--- MATERIAL FOR THIS EXERCISE ---

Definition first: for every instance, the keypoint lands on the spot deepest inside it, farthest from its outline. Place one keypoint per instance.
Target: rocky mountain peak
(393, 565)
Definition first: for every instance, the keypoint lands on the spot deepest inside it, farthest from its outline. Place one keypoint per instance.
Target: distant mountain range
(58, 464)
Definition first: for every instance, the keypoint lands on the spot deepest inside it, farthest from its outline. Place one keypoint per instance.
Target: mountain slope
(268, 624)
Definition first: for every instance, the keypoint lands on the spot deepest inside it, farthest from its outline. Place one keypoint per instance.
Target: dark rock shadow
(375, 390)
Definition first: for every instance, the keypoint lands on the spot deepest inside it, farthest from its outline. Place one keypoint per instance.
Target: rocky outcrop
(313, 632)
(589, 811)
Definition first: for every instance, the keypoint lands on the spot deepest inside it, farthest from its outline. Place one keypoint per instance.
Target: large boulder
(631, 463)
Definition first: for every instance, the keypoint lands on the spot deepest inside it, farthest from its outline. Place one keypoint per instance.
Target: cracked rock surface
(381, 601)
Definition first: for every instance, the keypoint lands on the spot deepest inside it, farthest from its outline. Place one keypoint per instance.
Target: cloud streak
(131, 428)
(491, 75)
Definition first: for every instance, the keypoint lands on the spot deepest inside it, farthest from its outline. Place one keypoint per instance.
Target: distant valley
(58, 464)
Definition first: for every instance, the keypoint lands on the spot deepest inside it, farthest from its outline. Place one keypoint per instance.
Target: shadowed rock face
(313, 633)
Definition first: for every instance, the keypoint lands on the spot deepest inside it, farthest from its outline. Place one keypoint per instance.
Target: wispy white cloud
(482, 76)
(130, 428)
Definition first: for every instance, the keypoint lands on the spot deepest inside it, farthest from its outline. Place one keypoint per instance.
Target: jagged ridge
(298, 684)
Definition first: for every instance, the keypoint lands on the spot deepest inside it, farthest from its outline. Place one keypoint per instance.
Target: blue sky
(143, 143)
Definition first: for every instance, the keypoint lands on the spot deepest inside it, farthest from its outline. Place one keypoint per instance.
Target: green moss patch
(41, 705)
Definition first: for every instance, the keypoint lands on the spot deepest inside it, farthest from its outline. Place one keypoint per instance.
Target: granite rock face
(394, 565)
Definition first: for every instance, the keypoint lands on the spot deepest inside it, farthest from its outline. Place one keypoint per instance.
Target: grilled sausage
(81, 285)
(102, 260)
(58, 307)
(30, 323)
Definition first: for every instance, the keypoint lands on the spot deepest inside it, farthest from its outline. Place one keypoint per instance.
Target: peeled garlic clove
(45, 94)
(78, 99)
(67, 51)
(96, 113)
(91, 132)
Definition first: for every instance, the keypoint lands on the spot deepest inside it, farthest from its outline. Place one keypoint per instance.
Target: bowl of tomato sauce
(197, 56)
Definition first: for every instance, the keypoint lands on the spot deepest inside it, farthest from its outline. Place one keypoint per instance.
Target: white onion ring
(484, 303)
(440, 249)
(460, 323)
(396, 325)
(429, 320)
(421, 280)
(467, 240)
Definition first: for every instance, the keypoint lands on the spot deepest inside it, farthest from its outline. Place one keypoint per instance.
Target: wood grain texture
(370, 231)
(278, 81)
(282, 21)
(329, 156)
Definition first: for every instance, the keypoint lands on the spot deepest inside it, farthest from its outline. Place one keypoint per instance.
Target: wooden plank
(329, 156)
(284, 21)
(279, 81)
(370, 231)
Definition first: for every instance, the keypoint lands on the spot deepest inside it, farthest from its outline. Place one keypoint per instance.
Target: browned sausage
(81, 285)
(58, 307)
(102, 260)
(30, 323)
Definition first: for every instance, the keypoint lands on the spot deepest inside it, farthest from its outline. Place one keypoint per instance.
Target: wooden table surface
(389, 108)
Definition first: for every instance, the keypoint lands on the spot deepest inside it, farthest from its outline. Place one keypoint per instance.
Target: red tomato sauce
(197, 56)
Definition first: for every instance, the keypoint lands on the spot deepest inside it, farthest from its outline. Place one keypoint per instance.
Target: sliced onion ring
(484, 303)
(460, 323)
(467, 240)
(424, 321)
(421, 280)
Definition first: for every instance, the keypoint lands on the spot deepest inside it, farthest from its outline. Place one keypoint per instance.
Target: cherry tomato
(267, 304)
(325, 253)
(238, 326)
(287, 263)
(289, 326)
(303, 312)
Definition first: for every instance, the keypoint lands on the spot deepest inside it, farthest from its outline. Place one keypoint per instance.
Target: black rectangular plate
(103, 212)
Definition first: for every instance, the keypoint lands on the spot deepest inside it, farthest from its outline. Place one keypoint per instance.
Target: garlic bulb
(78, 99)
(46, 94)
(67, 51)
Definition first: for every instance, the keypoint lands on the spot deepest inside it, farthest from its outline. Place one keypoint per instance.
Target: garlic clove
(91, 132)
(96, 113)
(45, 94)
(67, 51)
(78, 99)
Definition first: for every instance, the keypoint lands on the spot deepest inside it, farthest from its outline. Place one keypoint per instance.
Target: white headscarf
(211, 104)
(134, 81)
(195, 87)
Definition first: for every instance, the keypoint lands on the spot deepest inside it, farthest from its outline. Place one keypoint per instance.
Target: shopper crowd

---

Please pull out every line of the material above that contains the word "tomato" and copy each one in full. Case counts.

REPLY TO THE TASK:
Target: bowl of tomato sauce
Target: red tomato sauce
Target: cherry tomato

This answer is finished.